Comunicação e Democracia

OS JORNALÕES SÃO A “CARA” DE SEUS LEITORES
Republico matéria do Blog do Zé

ImageVenício A. de Lima

Joseph T. Klapper (1917-1984), ex-diretor do departamento de pesquisa da CBS (Columbia Broadcasting System, Inc.) é geralmente lembrado por ser o principal articulador da teoria dos efeitos limitados da comunicação. Seu clássico “The Effects of Mass Communication” (Free Press, NY, 1960), resultado de uma longa pesquisa realizada nos Estados Unidos e financiada pela própria CBS, concluiu que “a capacidade de influência da comunicação de massa limita-se, sobretudo, ao reforço de valores, comportamentos e atitudes, mais do que a uma capacidade real de os modificar ou manipular”.

Muito aconteceu nas comunicações e na pesquisa desse campo de estudos nos últimos 50 anos. Passamos da era dos jornais, das revistas e do rádio para a era da televisão e, mais recentemente, para a era digital da internet. O leitor/espectador deixou de ser erroneamente considerado como um sujeito passivo e, claro, hoje se sabe que os poderosos “efeitos” da comunicação de massa se manifestam, sobretudo, a longo prazo.

De qualquer maneira, muito do que se supunha ser verdade “científica” em relação aos hábitos de consumo da mídia impressa – jornais e revistas – parece ainda fazer sentido. E muito.
------------------------------------------------------------------------
__EXERCÍCIOS PROPOSTOS__:
(A) Responda às perguntas sobre o texto acerca dos efeitos da comunicação de massa:
(i) Que cargo Joseph T. Klapper ocupou na CBS?
(ii) Em que ano foi publicado "The Effects of Mass Communication"?
(iii) Segundo o texto, de que modo se manifestam, sobretudo, os poderosos efeitos da comunicação de massa?
(B) Redija a continuação do texto sobre os efeitos da comunicação de massa a partir de sua última frase.
As entradas não são necessárias para a resolução dos exercícios.
------------------------------------------------------------------------
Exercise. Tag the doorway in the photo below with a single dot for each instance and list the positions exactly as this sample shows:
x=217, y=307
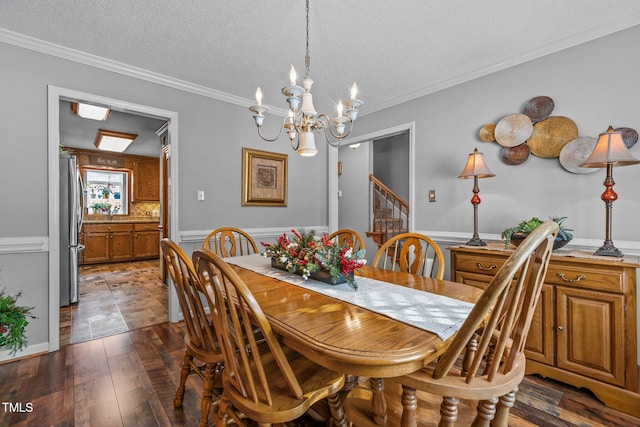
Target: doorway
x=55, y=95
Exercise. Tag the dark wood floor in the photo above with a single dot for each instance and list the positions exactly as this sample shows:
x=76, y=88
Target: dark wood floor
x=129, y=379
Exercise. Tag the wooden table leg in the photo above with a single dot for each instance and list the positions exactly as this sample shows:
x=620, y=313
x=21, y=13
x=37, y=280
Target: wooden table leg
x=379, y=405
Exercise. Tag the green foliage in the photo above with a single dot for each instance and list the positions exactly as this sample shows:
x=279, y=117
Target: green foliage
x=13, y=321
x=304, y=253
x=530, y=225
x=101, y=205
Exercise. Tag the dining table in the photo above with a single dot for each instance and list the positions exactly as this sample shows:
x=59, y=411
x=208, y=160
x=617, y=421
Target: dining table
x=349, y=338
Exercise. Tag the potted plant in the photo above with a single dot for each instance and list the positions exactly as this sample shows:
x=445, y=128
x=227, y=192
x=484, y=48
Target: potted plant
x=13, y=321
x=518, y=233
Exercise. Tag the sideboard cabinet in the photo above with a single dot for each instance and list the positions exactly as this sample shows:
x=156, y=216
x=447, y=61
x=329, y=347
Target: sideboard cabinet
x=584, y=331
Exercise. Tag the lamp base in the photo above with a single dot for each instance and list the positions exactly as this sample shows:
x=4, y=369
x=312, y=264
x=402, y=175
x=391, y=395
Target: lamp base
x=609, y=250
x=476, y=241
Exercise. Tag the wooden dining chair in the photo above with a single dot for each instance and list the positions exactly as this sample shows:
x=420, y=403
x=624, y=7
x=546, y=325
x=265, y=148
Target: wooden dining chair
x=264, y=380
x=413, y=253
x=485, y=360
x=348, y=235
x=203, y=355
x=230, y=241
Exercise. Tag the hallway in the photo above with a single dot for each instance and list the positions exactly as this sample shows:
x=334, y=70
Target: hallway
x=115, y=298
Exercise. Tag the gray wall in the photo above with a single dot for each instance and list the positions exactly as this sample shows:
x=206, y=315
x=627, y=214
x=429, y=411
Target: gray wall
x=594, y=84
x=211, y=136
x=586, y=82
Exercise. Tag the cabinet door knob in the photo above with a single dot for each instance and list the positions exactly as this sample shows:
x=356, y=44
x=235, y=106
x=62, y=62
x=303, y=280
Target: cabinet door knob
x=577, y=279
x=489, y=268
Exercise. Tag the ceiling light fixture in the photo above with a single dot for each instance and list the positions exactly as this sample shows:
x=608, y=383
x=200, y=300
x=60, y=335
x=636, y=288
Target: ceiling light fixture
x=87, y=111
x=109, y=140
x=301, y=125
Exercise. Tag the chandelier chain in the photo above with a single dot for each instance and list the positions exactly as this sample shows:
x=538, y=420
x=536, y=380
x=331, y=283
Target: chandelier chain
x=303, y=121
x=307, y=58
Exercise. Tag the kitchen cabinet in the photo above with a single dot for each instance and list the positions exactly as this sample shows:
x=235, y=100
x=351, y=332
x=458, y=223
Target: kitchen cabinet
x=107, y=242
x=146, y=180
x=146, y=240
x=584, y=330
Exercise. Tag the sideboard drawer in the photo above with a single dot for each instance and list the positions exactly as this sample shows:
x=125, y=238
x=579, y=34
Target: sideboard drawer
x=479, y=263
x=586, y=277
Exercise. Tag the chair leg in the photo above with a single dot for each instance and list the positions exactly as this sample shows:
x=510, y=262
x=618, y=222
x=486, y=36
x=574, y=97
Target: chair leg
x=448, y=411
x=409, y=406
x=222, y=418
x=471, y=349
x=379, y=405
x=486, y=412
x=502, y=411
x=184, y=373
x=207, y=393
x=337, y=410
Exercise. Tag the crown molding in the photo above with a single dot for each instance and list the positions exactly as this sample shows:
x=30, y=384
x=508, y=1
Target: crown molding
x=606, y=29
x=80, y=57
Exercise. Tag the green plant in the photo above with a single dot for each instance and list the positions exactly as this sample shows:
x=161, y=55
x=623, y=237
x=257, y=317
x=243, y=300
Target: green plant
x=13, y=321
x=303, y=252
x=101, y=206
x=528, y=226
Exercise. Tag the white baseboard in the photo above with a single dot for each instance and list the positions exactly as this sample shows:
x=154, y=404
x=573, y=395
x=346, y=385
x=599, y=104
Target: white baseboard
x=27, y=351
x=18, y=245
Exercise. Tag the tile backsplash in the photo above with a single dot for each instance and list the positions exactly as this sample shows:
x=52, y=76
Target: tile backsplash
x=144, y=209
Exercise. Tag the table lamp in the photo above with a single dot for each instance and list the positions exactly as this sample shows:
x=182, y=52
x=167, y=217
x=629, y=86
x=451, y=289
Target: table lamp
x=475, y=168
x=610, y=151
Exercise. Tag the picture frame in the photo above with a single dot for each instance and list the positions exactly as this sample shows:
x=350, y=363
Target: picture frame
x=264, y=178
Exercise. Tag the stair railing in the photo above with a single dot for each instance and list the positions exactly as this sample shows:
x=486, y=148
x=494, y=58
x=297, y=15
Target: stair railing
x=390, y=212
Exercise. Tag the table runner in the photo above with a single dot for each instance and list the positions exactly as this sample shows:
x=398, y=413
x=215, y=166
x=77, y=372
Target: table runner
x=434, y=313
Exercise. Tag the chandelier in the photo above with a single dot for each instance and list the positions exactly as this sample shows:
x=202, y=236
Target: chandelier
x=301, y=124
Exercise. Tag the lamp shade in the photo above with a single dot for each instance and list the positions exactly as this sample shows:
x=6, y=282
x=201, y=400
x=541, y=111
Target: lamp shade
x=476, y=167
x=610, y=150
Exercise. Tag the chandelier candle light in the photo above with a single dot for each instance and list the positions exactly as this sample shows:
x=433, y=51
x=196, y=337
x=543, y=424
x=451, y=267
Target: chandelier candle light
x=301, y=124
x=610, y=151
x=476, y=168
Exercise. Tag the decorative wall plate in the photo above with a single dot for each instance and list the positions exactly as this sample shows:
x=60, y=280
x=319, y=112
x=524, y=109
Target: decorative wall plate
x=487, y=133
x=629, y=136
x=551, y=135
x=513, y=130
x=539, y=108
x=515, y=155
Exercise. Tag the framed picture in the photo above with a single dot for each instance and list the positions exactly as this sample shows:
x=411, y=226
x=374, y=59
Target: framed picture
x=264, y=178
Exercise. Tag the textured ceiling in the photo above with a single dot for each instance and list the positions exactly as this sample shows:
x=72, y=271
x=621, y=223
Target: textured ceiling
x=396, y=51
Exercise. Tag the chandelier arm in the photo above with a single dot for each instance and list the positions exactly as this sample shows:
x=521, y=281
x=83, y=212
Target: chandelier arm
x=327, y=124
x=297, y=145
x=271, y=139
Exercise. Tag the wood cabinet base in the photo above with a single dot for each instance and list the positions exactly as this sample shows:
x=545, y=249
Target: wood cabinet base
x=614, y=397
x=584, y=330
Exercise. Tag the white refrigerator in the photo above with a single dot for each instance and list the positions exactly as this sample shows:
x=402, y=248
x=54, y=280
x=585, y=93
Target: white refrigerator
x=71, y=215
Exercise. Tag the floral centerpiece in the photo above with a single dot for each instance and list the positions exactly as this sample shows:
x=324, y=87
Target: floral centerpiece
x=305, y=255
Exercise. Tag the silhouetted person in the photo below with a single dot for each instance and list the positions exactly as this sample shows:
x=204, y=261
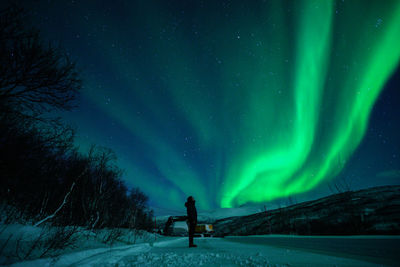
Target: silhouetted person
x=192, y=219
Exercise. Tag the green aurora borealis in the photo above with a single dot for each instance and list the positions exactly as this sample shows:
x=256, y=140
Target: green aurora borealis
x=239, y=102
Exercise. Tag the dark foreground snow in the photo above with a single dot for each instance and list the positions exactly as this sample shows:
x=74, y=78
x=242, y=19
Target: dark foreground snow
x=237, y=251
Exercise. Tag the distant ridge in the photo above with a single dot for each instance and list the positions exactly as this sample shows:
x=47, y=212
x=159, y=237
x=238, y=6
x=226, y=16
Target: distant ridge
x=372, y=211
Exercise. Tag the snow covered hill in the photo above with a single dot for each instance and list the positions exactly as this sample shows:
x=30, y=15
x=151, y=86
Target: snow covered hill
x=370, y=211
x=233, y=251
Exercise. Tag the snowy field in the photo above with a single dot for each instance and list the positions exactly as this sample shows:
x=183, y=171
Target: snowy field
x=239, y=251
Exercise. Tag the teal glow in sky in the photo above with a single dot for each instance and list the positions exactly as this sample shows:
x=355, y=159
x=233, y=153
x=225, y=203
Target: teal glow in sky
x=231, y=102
------------------------------------------------------------------------
__GABARITO__:
(A)
(i) Foi diretor do departamento de pesquisa da CBS.
(ii) Em 1960.
(iii) A longo prazo.

(B)
Jornalões no Brasil

Há cerca de doze anos, o professor Bernardo Kucinski, referindo-se aos jornalões brasileiros, fez uma afirmação – à qual já recorri inúmeras vezes – que dizia o seguinte:

“A elite dominante é ao mesmo tempo a fonte, a protagonista e a leitora das notícias; uma circularidade que exclui a massa da população da dimensão escrita do espaço público definido pelos meios de comunicação de massa” (“Mídia da Exclusão” in A Síndrome da Antena Parabólica, Editora Perseu Abramo, 1998).

Os resultados da pesquisa Datafolha, divulgados no domingo, 2 de maio, pela Folha de São Paulo, confirmam tanto as conclusões de Klapper como a afirmação de Kucinski.

Pesquisa Datafolha

Matéria sob o título “Leitor aprova cobertura eleitoral da Folha” descreve pesquisa Datafolha realizada junto a 350 leitores, assinantes e secundários (que leem o exemplar do assinante), moram na Grande São Paulo e leem a Folha ao menos uma vez por semana. A pesquisa foi realizada no período entre 19 e 20 de abril e a margem de erro máxima é de cinco pontos percentuais, para mais ou para menos.

Os dados revelam que a grande maioria dos leitores (74%) não considera que a Folha favoreça alguma das pré-candidaturas à Presidência. Entre os que veem algum favorecimento, 13% apontam o tucano José Serra como beneficiado pela cobertura e 6% a petista Dilma Rousseff.

Em relação especificamente à cobertura do governo Lula, 67% dos leitores avaliam a Folha como “crítica na medida certa”, enquanto outros 21% consideram o jornal “menos crítico do que o necessário”. Apenas 9% consideram o jornal “mais crítico do que o necessário” quando o assunto é a gestão de Lula.

Com relação à intenção de voto a pesquisa mostra que 40% dos leitores disseram espontaneamente que devem votar em Serra para presidente. A ex-ministra Dilma tem 10% das preferências dos leitores. A senadora licenciada Marina Silva, 6%. Quando os leitores são estimulados pelos pesquisadores a escolher em quem votar a partir de uma lista de candidatos, a preferência a favor de Serra é ainda maior. Atinge 54%; ante os 18% de Marina e 15% de Dilma.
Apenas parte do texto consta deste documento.